** begin Selected text **

Re: Enabling Checksums

From: Robert Haas <robertmhaas(at)gmail(dot)com>
To: Jeff Davis <pgsql(at)j-davis(dot)com>
Cc: Craig Ringer <craig(at)2ndquadrant(dot)com>, Markus Wanner <markus(at)bluegap(dot)ch>, Jesper Krogh <jesper(at)krogh(dot)cc>, pgsql-hackers(at)postgresql(dot)org
Subject: Re: Enabling Checksums
Date: 2012-11-15 02:22:41
Message-ID: CA+TgmoZWLYnGxDqJ1t5KZpOeO4yDO=99osTxGU0iaA9QP5mu=g@mail.gmail.com
Views: Raw Message | Whole Thread | Download mbox | Resend email
Thread:
Lists: pgsql-hackers

On Wed, Nov 14, 2012 at 6:24 PM, Jeff Davis <pgsql(at)j-davis(dot)com> wrote:
>> Hmm... what if we took this a step further and actually stored the
>> checksums in a separate relation fork? That would make it pretty
>> simple to support enabling/disabling checksums for particular
>> relations. It would also allow us to have a wider checksum, like 32
>> or 64 bits rather than 16. I'm not scoffing at a 16-bit checksum,
>> because even that's enough to catch a very high percentage of errors,
>> but it wouldn't be terrible to be able to support a wider one, either.
>
> I don't remember exactly why this idea was sidelined before, but I don't
> think there were any showstoppers. It does have some desirable
> properties; most notably the ability to add checksums without a huge
> effort, so perhaps the idea can be revived.

** end Selected text **

* [Required work]:
(A) Rewrite the stretch of the checksum thread from "On Wed, Nov" through "wider one, either.", switching "relation fork" to "data file".
(B) Count the lines of the records that contain the string "necklace", and give only that number.
The checksum thread has no connection to the records.

** begin Data rows **

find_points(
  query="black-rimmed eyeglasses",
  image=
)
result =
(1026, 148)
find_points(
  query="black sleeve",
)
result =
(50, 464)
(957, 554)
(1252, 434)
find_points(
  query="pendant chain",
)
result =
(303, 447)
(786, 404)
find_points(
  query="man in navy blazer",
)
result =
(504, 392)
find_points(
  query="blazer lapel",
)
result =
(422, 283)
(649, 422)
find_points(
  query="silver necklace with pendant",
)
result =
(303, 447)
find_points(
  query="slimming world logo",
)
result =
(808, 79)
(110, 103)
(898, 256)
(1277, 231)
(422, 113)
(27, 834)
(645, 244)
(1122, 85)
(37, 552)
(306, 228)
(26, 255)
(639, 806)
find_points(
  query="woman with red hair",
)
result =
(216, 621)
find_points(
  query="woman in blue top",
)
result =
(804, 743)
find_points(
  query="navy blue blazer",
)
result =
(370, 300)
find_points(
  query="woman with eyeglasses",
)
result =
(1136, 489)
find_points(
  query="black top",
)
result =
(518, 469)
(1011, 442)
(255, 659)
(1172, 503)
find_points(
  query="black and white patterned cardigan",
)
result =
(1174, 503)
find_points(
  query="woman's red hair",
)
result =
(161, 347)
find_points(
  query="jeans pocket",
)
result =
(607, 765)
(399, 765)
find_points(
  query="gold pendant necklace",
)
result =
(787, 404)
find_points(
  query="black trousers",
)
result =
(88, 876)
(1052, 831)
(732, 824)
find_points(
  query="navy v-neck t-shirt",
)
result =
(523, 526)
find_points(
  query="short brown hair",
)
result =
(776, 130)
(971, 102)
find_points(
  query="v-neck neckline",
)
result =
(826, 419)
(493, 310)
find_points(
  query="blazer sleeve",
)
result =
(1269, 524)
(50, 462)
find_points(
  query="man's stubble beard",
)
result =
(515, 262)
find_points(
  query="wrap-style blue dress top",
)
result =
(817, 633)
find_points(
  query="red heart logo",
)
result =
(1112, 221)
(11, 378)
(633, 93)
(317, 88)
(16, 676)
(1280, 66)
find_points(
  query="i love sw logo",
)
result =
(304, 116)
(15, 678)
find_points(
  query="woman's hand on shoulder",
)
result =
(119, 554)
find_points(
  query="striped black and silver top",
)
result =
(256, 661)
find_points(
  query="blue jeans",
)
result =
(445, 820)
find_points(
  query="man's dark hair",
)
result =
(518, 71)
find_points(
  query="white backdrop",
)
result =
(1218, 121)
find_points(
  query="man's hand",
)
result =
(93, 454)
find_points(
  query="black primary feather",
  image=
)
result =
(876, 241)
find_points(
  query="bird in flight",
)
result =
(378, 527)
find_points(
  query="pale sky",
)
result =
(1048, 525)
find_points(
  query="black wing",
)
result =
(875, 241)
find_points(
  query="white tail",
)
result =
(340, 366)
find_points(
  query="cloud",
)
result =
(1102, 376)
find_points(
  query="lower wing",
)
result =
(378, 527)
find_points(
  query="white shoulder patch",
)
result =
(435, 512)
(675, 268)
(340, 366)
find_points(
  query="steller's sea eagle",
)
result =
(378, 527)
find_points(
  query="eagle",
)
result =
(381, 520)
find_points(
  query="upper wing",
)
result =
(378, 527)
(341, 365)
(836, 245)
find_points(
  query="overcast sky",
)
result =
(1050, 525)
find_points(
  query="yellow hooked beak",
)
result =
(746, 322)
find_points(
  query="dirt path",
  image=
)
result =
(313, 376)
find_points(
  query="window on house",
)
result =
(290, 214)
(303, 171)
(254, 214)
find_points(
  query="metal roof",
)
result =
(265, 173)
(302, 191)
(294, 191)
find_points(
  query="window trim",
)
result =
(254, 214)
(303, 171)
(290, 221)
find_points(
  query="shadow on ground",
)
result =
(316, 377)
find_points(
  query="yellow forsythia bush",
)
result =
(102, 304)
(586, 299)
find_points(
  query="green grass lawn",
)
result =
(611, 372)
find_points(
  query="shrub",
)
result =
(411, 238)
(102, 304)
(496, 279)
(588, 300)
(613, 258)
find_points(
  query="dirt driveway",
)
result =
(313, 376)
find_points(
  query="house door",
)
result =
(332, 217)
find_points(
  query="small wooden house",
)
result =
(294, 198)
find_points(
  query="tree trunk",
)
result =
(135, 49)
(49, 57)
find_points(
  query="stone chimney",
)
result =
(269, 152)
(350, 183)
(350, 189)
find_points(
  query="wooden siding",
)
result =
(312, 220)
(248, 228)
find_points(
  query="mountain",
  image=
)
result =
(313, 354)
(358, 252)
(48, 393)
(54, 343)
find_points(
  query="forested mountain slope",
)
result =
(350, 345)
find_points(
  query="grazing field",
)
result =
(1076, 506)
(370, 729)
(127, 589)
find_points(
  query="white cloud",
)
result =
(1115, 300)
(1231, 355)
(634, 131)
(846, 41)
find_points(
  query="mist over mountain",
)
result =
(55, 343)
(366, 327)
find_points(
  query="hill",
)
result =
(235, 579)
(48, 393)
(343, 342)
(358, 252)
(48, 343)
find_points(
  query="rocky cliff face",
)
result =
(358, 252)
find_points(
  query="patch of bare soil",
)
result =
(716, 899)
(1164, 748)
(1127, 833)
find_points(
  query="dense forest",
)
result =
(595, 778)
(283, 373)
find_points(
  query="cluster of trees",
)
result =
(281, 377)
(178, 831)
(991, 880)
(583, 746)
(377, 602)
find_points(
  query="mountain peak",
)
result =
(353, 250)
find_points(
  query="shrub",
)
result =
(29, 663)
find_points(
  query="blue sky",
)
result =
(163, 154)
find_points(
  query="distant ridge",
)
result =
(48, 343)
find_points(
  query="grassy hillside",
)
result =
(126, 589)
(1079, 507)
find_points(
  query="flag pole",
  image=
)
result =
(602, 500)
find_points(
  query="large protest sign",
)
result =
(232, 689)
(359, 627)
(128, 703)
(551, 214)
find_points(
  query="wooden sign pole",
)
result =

** end Data rows **

* [Response list]:
(A)
On Wed, Nov 14, 2012 at 6:24 PM, Jeff Davis <pgsql(at)j-davis(dot)com> wrote:
>> Hmm... what if we took this a step further and actually stored the
>> checksums in a separate data file? That would make it pretty
>> simple to support enabling/disabling checksums for particular
>> relations. It would also allow us to have a wider checksum, like 32
>> or 64 bits rather than 16. I'm not scoffing at a 16-bit checksum,
>> because even that's enough to catch a very high percentage of errors,
>> but it wouldn't be terrible to be able to support a wider one, either.

(B) 2